最近、投資詐欺のニュースが多いですよね。騙されてない人は、騙された人が悪いと言いますよね。でも本人からすると、うまく騙されたと言います。今回の内容は、投資詐欺ではないですが、金融商品を勧められた場合に、表面上の数字にだまされないように注意する方法を紹介します。
銀行がここ数年力をいれて販売しているラップ口座(ファンドラップと呼んだりもします)を例にして説明させていただきます。結論から言うと、ラップ口座はやめたほうがよいです。なぜか?
目次
ラップ口座とは?
ラップ口座、ファンドラップとも呼ばれますが、ファンドをラップするという意味です。ファンド=投資信託、ラップはくるむという意味です。ファンドと定期預金のラップ=セット商品となっています。
一般的にセットと聞くと、マックのバリューセットみたいに金額的にお得という印象がありますが、ファンドラップの場合はセットがお得ではありません。
というよりは、セットにすることでお得感を出しつつ、手数料がより高くとられる商品です。偏った視点で見ると、世の中のセット商品はほとんどがお得ではありません。売れるものと売れないものの組み合わせだったり、セットにすることで手数料が安く見えるが、結果的に手数料が高くなる場合もあります。
マックのバリューセットはお得かというと…?よく食べますw
話を戻しまして、、、
投資信託になじみのない人向けに銀行が開発した、投資信託導入商品と言いますか、投資信託を買いやすくした商品です。買いやすいというより、手数料をとるためにわざと定期預金とセットにしています。順番に説明していきましょう。
ラップ口座のメリット?
ラップ口座を契約すると、定期預金の金利が優遇され高くなる場合があります。
金利=もらえる利息のことです。
現在、どこの銀行でも定期預金が0.01%程度しかありません。
それに比べるとかなり高いです。
定期預金の金利は1%以上、ときに5%とかあったりして、世の中の金融商品の水準の中でも高いです。
1%でも定期預金0.01%の100倍です。
これには裏があります…。
ラップ口座の問題点
ラップ口座には様々な問題点があります。商品としての問題点を挙げていきます。
・投資信託は選べない
銀行が用意したセット商品のため、投資信託は銀行指定の投資信託しか買えません。もしくは銀行側が買ってくれるので選べなかったりします。
ネット証券で買えるような、はやりの投資信託などは選べないということです。銀行指定の投資信託=銀行がもうかる投資信託を買わされることになります。
とはいっても任せることができるので、何を買えばよいか考えなくてもよい、とも言えます。
ラップ口座→投資信託を選べない
ネット証券→投資信託を選べる
・投資一任契約にかかる手数料 がかかる
運用をプロに任せる=投資一任契約となります。
それに伴う手数料がかかります。
この手数料が高いんです。
・信託報酬が高い
運用をプロに任せますが、何を購入するかも任せることになります。

課題 1: 一覧から、文字列「polo」を含む行をすべて抜き出してください。大文字と小文字は区別する。
この一覧はラップ口座の記事とは関係がない。

提供データ:

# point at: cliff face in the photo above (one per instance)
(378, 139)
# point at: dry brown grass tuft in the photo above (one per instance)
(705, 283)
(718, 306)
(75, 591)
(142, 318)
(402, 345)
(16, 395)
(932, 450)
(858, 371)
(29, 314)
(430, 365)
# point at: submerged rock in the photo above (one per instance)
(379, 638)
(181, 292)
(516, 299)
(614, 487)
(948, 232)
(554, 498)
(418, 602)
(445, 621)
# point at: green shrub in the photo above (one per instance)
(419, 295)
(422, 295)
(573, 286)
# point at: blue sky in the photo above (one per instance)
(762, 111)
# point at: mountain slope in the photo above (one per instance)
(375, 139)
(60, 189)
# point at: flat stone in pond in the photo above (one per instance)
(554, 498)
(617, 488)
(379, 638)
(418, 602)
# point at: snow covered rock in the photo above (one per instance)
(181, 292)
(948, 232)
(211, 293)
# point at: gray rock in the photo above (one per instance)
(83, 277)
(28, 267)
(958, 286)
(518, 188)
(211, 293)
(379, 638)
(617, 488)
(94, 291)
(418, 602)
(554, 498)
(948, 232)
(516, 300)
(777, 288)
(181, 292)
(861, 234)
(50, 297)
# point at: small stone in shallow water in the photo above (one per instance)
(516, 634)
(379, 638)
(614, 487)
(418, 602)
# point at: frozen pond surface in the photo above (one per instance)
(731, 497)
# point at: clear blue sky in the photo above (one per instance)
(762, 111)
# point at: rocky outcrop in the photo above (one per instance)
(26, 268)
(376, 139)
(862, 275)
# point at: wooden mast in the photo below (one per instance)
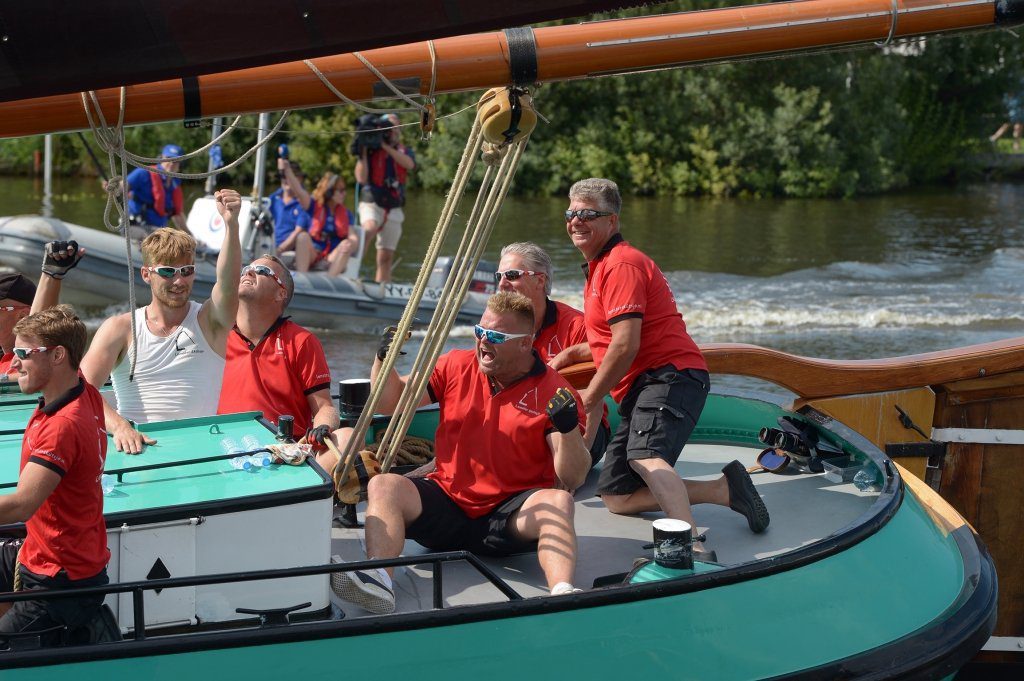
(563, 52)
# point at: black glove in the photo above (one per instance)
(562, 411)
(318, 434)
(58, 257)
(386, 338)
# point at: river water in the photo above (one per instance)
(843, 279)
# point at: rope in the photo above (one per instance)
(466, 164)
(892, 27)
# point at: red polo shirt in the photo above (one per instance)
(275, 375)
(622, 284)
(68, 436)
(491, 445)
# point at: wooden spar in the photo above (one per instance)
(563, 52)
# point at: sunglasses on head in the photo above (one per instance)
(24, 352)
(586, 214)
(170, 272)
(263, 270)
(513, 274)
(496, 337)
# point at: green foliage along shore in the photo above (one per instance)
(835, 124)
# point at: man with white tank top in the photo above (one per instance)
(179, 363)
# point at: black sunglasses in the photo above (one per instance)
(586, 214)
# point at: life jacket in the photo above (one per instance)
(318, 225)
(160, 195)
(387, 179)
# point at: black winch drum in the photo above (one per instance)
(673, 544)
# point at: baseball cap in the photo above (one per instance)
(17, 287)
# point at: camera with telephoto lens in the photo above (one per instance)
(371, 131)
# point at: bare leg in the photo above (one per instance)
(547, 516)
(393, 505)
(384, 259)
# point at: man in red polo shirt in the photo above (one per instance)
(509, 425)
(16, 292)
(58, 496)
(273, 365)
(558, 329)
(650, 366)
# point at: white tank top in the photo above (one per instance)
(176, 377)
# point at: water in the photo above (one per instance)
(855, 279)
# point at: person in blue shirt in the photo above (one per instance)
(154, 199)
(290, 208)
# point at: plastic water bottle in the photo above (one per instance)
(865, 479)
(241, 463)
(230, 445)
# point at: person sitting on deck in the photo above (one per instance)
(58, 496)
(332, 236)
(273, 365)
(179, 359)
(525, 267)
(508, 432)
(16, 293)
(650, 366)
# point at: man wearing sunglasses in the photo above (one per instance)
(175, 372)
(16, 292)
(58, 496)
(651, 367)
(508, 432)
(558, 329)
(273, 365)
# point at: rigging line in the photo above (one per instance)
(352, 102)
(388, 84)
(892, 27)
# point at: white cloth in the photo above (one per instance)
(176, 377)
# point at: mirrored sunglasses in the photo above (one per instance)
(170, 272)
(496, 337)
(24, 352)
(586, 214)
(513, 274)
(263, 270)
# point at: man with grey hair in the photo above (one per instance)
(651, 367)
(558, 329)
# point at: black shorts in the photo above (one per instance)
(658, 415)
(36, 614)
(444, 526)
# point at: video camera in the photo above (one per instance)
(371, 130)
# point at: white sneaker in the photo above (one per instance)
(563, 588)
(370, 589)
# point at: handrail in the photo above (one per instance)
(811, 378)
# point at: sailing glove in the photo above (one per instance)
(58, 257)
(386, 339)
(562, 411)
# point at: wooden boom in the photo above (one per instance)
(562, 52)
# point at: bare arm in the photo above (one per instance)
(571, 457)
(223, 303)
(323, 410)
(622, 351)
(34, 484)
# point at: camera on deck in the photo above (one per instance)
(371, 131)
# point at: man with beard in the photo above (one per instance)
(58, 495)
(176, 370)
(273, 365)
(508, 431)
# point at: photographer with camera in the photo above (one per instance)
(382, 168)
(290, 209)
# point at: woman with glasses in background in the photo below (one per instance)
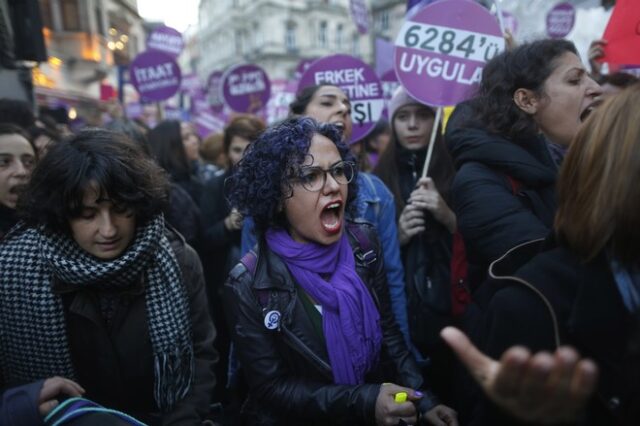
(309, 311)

課題 2: ラップ口座の記事について、次の記述(a)〜(c)が内容と合うかを「はい」か「いいえ」で答え、判断の決め手となる本文の語句をそのまま引用すること。(a) ラップ口座では、銀行指定の投資信託しか買えない。(b) 現在、定期預金の金利はどこの銀行でも1%程度である。(c) 筆者はラップ口座の契約を勧めている。

解答 1:
# point at: red polo shirt in the photo above (one per instance)
# point at: man in red polo shirt in the photo above (one per instance)

解答 2:
(a) はい:「投資信託は銀行指定の投資信託しか買えません」
(b) いいえ:「現在、どこの銀行でも定期預金が0.01%程度しかありません」
(c) いいえ:「ラップ口座はやめたほうがよいです」